Il carnevale rappresenta -nella sua ultima grande abbuffata del martedì grasso, in cui Carnevale crepa- il giorno del calendario che pone la fine all’inverno e al buio per lasciarsi andare alla luce e al fiorire della primavera.
Il Carnevale dei paesi Abbandonati
Cultori del “tempo contadino” – i paesi dell’entroterra d’Italia- ormai abbandonati o in via di abbandono. Luoghi saturi di ricchezza culturale, di paesaggi mozzafiato, di riti ancestrali, di folklore e religiosità popolare. Ma allo stesso tempo spietatamente aridi.
Quel che ne resta oggi, sono cumuli di civiltà. Costretti da calamità naturali e dall’estrema meccanicizzazione della vita, molti sono gli uomini che hanno abbandonato i luoghi della loro infanzia. Ma contro ogni apparenza i luoghi abbandonati non muoiono mai. Ardono nella memoria di chi li abitava e di chi ancora oggi riesce a riappropriarsene attraverso le feste.

++++++++++

**Cose da fare**
a) Nel testo sul carnevale dei paesi abbandonati, che cosa ha costretto molti uomini a lasciare i luoghi della loro infanzia?
b) Riprendi il testo sul carnevale dei paesi abbandonati e proseguilo dopo la sua ultima frase.
Le righe di dati non servono.

**Righe di dati**
++++++++++

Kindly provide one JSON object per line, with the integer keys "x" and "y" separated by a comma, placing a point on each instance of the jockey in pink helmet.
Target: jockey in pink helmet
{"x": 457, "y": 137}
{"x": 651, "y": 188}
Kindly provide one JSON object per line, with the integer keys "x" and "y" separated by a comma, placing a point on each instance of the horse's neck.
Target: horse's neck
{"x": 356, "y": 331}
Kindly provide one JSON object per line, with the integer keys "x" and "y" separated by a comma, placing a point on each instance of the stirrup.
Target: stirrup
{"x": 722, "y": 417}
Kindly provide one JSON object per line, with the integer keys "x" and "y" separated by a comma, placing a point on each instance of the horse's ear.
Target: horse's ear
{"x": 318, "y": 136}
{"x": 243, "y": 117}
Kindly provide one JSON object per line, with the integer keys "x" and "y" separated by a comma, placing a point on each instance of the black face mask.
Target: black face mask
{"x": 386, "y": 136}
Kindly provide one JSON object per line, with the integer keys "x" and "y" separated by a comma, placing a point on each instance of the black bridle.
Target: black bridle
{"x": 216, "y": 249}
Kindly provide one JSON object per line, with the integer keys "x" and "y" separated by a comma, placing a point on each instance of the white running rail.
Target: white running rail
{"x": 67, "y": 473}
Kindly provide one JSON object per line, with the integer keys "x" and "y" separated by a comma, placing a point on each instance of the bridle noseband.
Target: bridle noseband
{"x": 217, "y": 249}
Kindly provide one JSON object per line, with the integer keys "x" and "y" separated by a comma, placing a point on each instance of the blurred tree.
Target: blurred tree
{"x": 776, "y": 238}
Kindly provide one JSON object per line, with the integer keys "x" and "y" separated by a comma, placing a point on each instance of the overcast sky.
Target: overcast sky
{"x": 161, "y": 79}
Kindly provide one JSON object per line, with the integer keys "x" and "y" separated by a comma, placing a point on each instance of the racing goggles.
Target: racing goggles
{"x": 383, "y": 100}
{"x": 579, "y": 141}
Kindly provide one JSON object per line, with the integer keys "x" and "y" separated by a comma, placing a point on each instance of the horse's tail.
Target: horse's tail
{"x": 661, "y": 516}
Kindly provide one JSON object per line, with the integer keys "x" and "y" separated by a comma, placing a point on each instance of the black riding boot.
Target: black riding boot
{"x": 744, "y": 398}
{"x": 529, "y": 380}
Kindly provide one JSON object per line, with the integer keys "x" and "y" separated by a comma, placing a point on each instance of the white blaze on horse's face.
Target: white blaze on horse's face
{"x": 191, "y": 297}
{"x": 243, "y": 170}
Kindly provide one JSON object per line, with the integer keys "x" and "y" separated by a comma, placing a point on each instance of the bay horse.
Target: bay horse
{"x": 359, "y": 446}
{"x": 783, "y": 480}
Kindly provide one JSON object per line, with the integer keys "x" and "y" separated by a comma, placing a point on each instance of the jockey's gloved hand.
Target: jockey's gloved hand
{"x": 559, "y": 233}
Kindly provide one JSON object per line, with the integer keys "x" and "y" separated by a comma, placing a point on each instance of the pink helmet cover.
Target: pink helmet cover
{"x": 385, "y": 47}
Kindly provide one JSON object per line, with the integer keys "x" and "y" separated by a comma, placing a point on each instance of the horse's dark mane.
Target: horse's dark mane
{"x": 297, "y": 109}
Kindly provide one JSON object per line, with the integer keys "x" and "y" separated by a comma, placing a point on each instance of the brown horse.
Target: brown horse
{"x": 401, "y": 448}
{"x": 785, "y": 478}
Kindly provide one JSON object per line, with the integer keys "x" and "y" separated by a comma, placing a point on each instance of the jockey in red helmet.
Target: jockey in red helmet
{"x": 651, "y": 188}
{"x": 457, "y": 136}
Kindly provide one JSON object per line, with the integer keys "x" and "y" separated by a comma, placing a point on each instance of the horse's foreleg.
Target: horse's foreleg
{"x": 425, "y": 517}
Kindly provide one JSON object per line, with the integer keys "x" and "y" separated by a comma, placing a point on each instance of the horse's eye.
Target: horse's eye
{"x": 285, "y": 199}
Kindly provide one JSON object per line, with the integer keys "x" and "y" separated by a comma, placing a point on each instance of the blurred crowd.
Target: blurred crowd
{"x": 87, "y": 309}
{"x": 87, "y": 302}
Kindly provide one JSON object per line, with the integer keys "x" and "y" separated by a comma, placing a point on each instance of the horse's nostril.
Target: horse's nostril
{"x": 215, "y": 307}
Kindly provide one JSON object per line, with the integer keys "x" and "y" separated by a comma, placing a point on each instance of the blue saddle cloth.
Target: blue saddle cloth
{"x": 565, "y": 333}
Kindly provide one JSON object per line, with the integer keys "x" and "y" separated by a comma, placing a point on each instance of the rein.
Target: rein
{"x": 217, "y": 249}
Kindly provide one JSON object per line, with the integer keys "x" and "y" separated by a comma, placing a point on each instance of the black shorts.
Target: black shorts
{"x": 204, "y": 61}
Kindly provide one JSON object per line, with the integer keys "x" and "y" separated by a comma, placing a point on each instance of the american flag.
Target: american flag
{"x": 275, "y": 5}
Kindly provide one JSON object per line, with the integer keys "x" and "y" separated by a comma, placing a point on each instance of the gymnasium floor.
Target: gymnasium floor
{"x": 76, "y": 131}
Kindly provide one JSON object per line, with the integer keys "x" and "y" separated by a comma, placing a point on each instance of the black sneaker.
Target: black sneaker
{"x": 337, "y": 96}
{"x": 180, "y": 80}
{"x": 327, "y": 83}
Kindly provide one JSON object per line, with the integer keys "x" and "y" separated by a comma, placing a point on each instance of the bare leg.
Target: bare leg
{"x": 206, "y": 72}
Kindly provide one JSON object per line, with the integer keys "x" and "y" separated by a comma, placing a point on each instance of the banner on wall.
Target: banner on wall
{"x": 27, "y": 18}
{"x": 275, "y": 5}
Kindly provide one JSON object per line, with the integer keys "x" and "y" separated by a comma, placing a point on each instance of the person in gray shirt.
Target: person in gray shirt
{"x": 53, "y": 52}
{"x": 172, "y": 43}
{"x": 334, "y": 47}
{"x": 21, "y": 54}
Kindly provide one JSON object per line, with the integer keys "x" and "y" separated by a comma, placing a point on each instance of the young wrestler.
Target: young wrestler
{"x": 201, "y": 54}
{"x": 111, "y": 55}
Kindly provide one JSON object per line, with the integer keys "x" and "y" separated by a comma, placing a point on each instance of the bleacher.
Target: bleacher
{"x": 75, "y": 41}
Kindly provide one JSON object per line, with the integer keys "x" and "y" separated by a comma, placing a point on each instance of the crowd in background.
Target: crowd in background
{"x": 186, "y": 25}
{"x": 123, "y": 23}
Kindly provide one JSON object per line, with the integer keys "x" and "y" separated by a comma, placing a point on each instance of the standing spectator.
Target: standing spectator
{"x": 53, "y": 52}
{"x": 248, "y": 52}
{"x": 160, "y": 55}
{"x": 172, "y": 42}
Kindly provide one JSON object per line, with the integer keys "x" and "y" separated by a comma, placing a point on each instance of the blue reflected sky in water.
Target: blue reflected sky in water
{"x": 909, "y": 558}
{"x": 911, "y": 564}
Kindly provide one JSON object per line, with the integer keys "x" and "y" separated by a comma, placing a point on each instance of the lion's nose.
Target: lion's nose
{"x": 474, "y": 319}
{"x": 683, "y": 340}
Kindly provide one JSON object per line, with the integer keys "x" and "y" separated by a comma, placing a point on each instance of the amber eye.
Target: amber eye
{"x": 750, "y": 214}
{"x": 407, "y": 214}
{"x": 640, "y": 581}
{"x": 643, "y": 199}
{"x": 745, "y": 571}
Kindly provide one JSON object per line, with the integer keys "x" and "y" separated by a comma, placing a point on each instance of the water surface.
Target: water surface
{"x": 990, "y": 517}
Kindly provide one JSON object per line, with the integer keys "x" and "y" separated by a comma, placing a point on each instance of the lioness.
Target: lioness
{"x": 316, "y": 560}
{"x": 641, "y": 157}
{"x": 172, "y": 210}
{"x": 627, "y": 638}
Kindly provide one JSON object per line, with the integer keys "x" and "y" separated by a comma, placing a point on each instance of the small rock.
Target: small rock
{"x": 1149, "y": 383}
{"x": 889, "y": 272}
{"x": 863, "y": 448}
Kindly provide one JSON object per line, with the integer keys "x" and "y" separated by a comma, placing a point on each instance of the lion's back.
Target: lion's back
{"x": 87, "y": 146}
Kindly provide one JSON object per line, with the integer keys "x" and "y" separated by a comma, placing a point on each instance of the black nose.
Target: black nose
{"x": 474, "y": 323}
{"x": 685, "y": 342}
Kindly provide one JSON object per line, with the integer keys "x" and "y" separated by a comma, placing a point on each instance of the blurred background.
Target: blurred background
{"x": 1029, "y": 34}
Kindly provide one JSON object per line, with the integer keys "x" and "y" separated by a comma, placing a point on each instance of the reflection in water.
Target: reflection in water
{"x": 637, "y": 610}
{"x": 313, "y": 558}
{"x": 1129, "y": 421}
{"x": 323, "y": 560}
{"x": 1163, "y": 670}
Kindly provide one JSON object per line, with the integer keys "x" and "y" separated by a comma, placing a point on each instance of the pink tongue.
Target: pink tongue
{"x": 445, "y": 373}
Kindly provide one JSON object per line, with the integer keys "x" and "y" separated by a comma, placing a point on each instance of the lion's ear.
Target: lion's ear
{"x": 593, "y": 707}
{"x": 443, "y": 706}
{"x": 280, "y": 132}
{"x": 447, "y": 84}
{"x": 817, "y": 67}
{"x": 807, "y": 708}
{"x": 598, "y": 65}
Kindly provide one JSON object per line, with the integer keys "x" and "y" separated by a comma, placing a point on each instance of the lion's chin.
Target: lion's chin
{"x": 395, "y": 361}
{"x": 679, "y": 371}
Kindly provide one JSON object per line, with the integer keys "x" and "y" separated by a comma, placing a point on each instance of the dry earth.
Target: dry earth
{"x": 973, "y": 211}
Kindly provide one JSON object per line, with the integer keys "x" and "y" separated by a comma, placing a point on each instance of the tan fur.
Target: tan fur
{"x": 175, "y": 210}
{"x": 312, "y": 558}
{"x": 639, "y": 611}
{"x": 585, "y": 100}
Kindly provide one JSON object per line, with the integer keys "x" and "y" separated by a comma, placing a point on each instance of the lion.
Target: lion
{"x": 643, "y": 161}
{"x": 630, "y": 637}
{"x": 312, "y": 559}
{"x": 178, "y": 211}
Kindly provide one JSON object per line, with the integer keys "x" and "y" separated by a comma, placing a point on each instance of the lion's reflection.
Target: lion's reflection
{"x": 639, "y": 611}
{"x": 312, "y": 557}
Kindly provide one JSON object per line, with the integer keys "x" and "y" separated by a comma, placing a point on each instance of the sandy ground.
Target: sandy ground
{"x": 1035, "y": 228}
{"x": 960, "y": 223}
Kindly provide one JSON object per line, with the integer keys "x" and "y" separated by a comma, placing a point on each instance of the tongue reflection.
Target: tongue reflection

++++++++++

**Elenco risposte**
a) Le calamità naturali e l'estrema meccanicizzazione della vita.

b)
Il Carnevale del Lajetto
Nell’estremo nord, -patria della chimera industriale- in Val Di Susa (Piemonte) si erge Lajetto, una vecchia frazione del comune di Londove. Un paese inabitato, abbandonato negli anni ’50, che risorge ogni anno grazie alle celebrazioni solenni del Carnevale.
Ad animare il paese Esseri misteriosi. Non ci si aspetti di trovare maschere “idiote”, ognuna di essa possiede un valore simbolico e mitico niente è lasciato al caso. L’universo delle “Barbuire”(maschere in francoprovenzale) rappresenta infatti un potente farmaco capace di far superare all’uomo le proprie crisi esistenziali.
Quel farmaco –tesoro del mondo greco- è da intendersi come rituale, infatti, abbandonandosi all’esaltazione mistica le maschere interpretano -alla maniera mitica- le forze oppositrici e generatrici del mondo. Da una parte il mondo sacro-apollineo incarnato dai Belli e dall’altra parte quello profano-dionisiaco incarnato dai Brutti.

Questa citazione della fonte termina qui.